=== Texto seleccionado ===

Epílogo
Carol Blue
En el escenario, era imposible hablar después de mi marido.
Si lo viste alguna vez en la tribuna, quizá no compartas la opinión de Richard Dawkins, que lo consideraba «el mejor orador de nuestro tiempo», pero sabrás lo que quiero decir. O al menos no pensarás: Es normal que lo diga, es su mujer.
Fuera del escenario, era imposible hablar después de mi marido.
En casa o en una de las cenas improvisadas, alegres y ruidosas que duraban ocho horas en las que a menudo ejercíamos de anfitriones, y donde la mesa estaba tan llena de embajadores, periodistas, disidentes políticos, estudiantes universitarios y niños que los codos chocaban y era difícil encontrar sitio para dejar un vaso de vino, mi marido se levantaba para pedir un brindis que podía conducir a veinte minutos emocionantes, fascinantes e histéricamente divertidos de recitado de poesía y limerick, una llamada a las armas en defensa de una causa y chistes. «Qué bueno es ser nosotros», decía con su voz perfecta.
Es imposible hablar después de mi marido.
Y, sin embargo, debo hacerlo. Estoy obligada a tener la última palabra.
Era una de esas tardes de comienzos del verano en Nueva York en las que solo puedes pensar en vivir. Era el 8 de junio de 2010, para ser exactos, el primer día de la gira promocional de su libro en Estados Unidos. Corrí tan rápido como pude por la calle Noventa y tres Este, llena de alegría y excitación por verlo con su traje blanco. Estaba deslumbrante. También estaba muriéndose, aunque todavía no lo sabíamos. Y no lo sabríamos con certeza hasta el día de su muerte.
Ese mismo día había hecho una pausa entre las presentaciones de su libro para ir a un hospital porque pensaba que estaba sufriendo un ataque al corazón. Cuando lo vi de pie junto al escenario de la calle Noventa y dos, y esa tarde, él y yo —y solo nosotros— sabíamos que podía tener cáncer, nos abrazamos en una sombra que solo nosotros vimos y decidimos adoptar una actitud desafiante. Estábamos eufóricos. Me levantó y nos reímos.
Fuimos al teatro, donde él conquistó un nuevo público. Logramos pasar por una cena jubilosa en su honor y emprendimos un paseo de regreso a nuestro hotel en la perfecta noche de Manhattan, recorriendo más de cincuenta manzanas. Todo era como debía ser, pero no lo era. Vivíamos en dos mundos. El viejo, que nunca había parecido más hermoso, todavía no había desaparecido; y el nuevo, del que no conocíamos nada excepto el miedo que producía, aún no había llegado.
El nuevo mundo duró diecinueve meses. Durante ese tiempo que él denominó «vivir muriéndome», insistió ferozmente en seguir viviendo, y su constitución, tanto física como filosófica, hizo todo lo posible para continuar viva.

=== Registros ===

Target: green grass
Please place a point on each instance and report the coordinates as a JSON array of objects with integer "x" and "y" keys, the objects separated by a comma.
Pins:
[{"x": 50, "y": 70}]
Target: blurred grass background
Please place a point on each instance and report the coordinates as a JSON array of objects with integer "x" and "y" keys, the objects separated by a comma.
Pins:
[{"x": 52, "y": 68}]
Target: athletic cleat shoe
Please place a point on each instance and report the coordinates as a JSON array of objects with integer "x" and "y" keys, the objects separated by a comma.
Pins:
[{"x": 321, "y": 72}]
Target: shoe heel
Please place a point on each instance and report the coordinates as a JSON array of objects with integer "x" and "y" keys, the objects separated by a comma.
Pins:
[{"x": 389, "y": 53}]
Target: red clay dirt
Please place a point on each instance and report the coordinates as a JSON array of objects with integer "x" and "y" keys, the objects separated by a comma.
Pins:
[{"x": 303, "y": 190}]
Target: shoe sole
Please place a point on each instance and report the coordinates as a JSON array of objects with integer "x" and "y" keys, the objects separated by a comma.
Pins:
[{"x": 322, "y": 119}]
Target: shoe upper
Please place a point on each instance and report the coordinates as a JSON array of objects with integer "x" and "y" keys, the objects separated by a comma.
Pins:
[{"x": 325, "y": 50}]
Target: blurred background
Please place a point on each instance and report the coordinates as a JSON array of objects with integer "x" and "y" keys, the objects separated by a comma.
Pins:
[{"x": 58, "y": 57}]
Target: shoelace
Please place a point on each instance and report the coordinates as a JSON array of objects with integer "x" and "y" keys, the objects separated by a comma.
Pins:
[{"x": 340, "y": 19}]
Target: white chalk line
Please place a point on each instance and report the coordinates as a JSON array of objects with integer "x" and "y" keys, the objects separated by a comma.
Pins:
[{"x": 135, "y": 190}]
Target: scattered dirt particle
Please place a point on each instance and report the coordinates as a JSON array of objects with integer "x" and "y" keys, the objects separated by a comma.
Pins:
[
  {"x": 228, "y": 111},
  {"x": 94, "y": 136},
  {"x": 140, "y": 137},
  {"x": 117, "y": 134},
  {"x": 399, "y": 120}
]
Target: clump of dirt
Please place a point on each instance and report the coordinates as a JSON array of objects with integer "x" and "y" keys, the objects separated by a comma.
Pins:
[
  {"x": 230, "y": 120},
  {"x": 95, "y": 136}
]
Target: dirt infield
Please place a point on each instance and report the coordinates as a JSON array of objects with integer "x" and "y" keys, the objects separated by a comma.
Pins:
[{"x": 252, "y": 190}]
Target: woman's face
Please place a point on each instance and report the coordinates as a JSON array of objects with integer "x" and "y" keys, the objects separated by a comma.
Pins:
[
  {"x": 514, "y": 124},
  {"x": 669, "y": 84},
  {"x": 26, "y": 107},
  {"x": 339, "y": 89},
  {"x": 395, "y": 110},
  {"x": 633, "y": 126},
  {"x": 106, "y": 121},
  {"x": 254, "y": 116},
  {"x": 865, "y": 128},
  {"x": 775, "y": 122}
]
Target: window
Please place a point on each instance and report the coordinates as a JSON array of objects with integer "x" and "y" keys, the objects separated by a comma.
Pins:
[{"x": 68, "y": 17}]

===
=== Registros ===

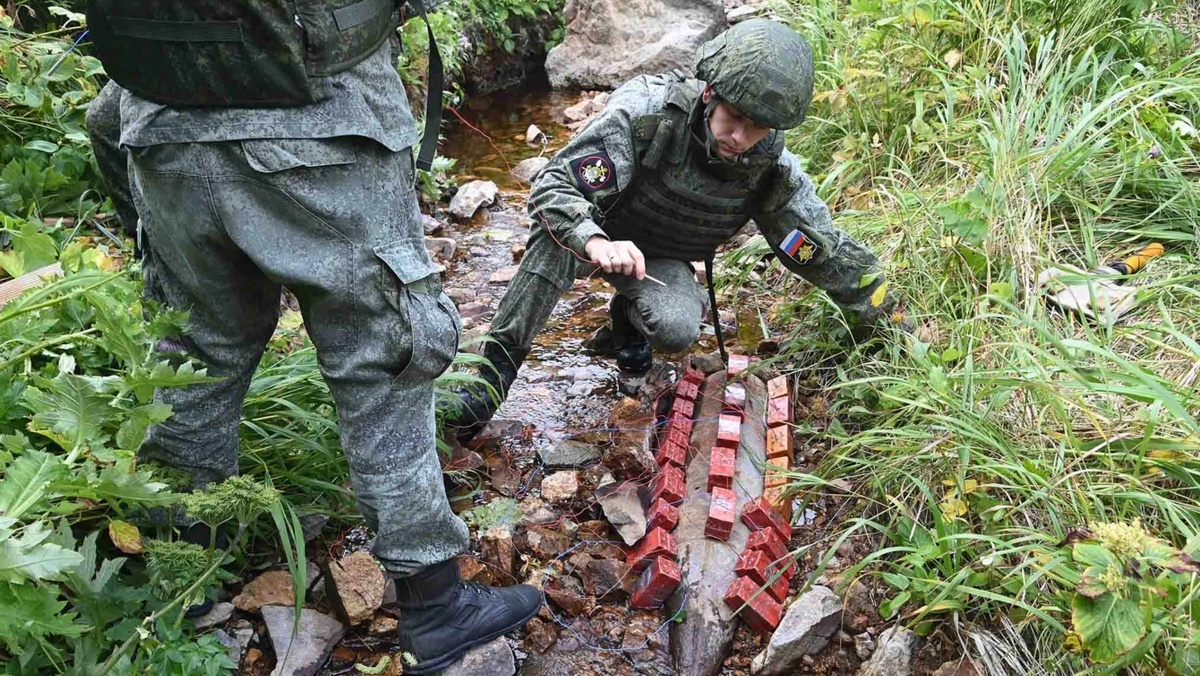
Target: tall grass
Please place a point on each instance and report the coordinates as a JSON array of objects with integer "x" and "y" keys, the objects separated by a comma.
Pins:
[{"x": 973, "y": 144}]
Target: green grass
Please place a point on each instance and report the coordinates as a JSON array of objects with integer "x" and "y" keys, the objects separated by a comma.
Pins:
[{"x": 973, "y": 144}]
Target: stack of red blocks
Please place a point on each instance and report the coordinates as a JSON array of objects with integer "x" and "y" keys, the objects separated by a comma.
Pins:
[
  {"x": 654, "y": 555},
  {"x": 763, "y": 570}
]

===
=== Registros ===

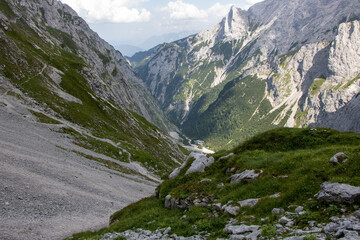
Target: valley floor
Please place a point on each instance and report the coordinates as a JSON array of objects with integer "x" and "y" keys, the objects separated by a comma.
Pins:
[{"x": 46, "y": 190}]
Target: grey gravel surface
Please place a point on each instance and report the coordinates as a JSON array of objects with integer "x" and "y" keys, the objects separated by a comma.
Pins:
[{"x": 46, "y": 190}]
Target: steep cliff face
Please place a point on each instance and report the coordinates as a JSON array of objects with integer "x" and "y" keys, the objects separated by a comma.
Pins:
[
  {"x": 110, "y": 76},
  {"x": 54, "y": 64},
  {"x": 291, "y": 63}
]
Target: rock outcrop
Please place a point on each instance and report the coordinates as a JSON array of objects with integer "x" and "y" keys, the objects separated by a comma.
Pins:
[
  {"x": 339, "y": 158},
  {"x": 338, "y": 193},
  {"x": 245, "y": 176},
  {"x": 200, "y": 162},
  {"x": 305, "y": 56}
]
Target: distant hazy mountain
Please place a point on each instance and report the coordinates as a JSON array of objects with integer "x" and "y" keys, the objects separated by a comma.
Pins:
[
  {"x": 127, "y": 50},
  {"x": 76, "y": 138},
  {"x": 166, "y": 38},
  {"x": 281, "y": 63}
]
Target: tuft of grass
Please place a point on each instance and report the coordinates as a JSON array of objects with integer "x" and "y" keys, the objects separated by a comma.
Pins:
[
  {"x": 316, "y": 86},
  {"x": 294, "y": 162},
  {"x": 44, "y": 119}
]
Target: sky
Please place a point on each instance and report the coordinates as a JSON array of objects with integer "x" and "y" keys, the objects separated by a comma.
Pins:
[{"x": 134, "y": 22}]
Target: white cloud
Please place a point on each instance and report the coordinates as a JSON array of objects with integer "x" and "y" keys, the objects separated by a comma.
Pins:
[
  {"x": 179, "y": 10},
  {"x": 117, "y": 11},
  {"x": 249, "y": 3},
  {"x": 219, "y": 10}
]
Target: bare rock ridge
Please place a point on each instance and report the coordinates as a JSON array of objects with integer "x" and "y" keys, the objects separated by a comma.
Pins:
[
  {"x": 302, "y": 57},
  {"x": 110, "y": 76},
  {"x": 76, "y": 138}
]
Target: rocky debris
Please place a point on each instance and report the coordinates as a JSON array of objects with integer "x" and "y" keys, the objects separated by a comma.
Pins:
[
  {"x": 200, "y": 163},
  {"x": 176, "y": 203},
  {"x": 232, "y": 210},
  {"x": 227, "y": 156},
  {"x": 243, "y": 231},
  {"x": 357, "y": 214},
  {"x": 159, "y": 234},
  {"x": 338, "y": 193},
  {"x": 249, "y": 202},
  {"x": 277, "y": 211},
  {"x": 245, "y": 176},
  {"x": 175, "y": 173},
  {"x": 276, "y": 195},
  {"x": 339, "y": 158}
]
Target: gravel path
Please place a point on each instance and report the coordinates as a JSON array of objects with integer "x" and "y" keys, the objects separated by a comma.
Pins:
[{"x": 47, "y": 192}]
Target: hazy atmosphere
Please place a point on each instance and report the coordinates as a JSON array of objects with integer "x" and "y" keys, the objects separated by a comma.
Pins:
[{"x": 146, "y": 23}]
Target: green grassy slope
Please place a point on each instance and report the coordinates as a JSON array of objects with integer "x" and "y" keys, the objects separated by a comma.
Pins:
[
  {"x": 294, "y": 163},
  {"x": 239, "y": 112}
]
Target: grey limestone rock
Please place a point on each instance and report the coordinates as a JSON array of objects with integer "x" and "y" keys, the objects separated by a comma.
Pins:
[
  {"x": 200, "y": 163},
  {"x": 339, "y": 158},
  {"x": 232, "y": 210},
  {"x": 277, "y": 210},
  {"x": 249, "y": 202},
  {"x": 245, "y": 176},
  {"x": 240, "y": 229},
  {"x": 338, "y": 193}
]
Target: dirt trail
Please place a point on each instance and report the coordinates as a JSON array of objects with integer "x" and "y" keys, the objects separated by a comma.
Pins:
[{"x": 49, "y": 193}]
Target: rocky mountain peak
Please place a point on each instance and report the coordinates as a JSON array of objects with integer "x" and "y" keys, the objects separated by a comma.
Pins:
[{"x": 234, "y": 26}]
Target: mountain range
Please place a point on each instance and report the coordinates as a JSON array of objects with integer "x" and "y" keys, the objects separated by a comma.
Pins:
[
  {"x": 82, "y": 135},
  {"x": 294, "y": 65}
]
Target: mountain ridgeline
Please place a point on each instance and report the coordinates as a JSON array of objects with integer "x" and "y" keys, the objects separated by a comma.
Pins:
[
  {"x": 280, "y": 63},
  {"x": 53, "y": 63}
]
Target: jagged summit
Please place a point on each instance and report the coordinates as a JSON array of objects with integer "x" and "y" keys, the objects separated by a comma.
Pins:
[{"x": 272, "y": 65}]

===

* **Qué redactar**
Continúa el epílogo sobre la enfermedad del marido de la narradora a partir de su última oración.

* **Espacio de respuesta**
Christopher pretendía estar entre el 5 y el 20 por ciento de quienes podían curarse (las probabilidades dependían de los médicos con quienes hablábamos y de cómo interpretaban los escáneres). Sin engañarse nunca a sí mismo sobre su condición médica, y sin permitir que yo albergase falsas ilusiones sobre sus posibilidades de supervivencia, respondía a cada fragmento de buenas noticias clínicas y estadísticas con una esperanza radical e infantil. Su voluntad de mantener su existencia intacta, de permanecer comprometido con su vehemencia extraordinaria, era impresionante.
El Día de Acción de Gracias era su fiesta preferida y observé admirada cómo, aunque estaba débil por los efectos de la quimioterapia, organizaba una gran reunión familiar en Toronto con todos sus hijos y su suegro en la víspera de un importante debate sobre la religión con Tony Blair. Era una celebración orquestada por un hombre que esa noche me dijo en la suite del hotel que probablemente ese sería su último Día de Acción de Gracias.
No mucho antes, en Washington, en una tarde de veranillo de San Martín soleada y apacible, convocó emocionado a su familia y los amigos que solían visitarlo para hacer una excursión a la exposición sobre los orígenes del hombre en el Museo de Historia Natural, en la que lo vi salir corriendo de un taxi y subir las escaleras de granito para vomitar en una papelera, antes de conducir a su público por las galerías, e impresionarnos extraordinariamente con los logros de la ciencia y la razón.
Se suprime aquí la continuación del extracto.